TASK TO CARRY OUT:
Lines holding the string "road" are the ones to copy; find them all in the data.

★ ★ ★ ★

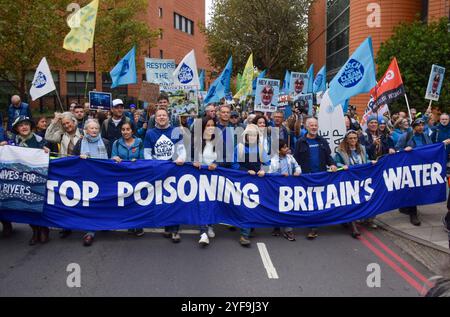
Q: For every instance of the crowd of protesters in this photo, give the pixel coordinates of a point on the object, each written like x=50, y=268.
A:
x=255, y=142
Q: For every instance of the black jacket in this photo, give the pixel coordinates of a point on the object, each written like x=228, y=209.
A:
x=302, y=154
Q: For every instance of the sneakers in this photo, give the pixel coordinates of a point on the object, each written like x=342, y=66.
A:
x=245, y=242
x=289, y=235
x=176, y=238
x=446, y=224
x=204, y=240
x=312, y=235
x=211, y=233
x=414, y=219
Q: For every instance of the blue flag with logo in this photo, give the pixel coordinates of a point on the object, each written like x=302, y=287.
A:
x=357, y=76
x=311, y=77
x=286, y=82
x=202, y=80
x=320, y=80
x=124, y=72
x=261, y=75
x=221, y=86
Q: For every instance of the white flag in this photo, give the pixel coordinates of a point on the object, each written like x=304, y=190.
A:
x=185, y=77
x=43, y=81
x=331, y=122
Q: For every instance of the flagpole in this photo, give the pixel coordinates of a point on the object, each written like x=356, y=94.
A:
x=409, y=109
x=59, y=100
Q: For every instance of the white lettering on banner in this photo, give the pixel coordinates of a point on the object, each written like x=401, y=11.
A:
x=312, y=198
x=188, y=188
x=413, y=176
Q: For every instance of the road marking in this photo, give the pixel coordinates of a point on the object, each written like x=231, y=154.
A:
x=397, y=257
x=393, y=265
x=271, y=271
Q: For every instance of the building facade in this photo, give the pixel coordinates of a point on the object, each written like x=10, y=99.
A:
x=179, y=24
x=338, y=27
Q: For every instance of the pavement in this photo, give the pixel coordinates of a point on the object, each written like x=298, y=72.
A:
x=118, y=264
x=431, y=233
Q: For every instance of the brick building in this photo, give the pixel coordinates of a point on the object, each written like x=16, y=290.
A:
x=179, y=22
x=337, y=28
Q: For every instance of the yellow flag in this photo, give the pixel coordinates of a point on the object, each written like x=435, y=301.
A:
x=82, y=24
x=247, y=80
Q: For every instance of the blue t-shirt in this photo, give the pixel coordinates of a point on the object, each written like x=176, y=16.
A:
x=418, y=139
x=314, y=157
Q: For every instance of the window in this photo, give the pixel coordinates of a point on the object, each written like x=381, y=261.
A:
x=79, y=84
x=338, y=26
x=183, y=24
x=118, y=92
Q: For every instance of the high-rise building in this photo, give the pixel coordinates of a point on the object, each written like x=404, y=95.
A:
x=337, y=28
x=179, y=24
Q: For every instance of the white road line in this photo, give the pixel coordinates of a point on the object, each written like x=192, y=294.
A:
x=271, y=271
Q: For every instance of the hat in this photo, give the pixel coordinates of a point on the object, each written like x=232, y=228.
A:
x=372, y=118
x=22, y=119
x=418, y=122
x=117, y=102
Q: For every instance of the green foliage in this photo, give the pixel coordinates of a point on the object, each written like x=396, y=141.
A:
x=29, y=31
x=119, y=27
x=417, y=47
x=274, y=31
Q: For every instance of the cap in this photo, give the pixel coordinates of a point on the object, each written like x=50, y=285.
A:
x=372, y=118
x=418, y=122
x=117, y=102
x=21, y=119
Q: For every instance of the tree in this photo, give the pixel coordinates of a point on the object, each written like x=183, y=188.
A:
x=417, y=46
x=119, y=27
x=29, y=31
x=274, y=31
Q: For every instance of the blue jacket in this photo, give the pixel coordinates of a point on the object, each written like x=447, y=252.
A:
x=440, y=134
x=408, y=140
x=135, y=152
x=302, y=154
x=14, y=113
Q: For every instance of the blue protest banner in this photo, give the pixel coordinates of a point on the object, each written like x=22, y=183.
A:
x=155, y=194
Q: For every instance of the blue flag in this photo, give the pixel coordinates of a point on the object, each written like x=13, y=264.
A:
x=286, y=82
x=202, y=80
x=357, y=76
x=310, y=78
x=221, y=86
x=320, y=83
x=125, y=71
x=261, y=75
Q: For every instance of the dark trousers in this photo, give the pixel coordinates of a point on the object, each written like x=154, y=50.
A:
x=409, y=211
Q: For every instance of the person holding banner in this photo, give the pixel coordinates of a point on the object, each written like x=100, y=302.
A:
x=351, y=153
x=285, y=164
x=92, y=145
x=128, y=148
x=22, y=127
x=408, y=142
x=207, y=156
x=16, y=109
x=250, y=156
x=163, y=144
x=313, y=154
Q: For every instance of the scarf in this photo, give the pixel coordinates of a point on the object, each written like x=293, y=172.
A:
x=93, y=147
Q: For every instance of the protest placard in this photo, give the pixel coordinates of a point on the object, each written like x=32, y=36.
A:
x=267, y=94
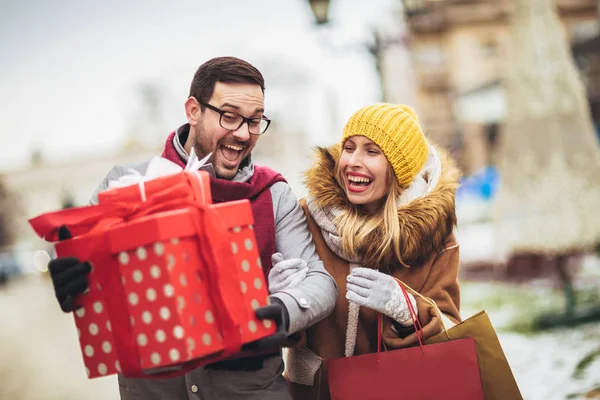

★ ★ ★ ★

REPLY:
Q: For every instance of the road marking in this photo, give the pixel coordinates of a point on the object, each written like x=231, y=154.
Q: For every instance of the white road line in this photo, give the pixel coordinates of a point on the object, each written like x=192, y=294.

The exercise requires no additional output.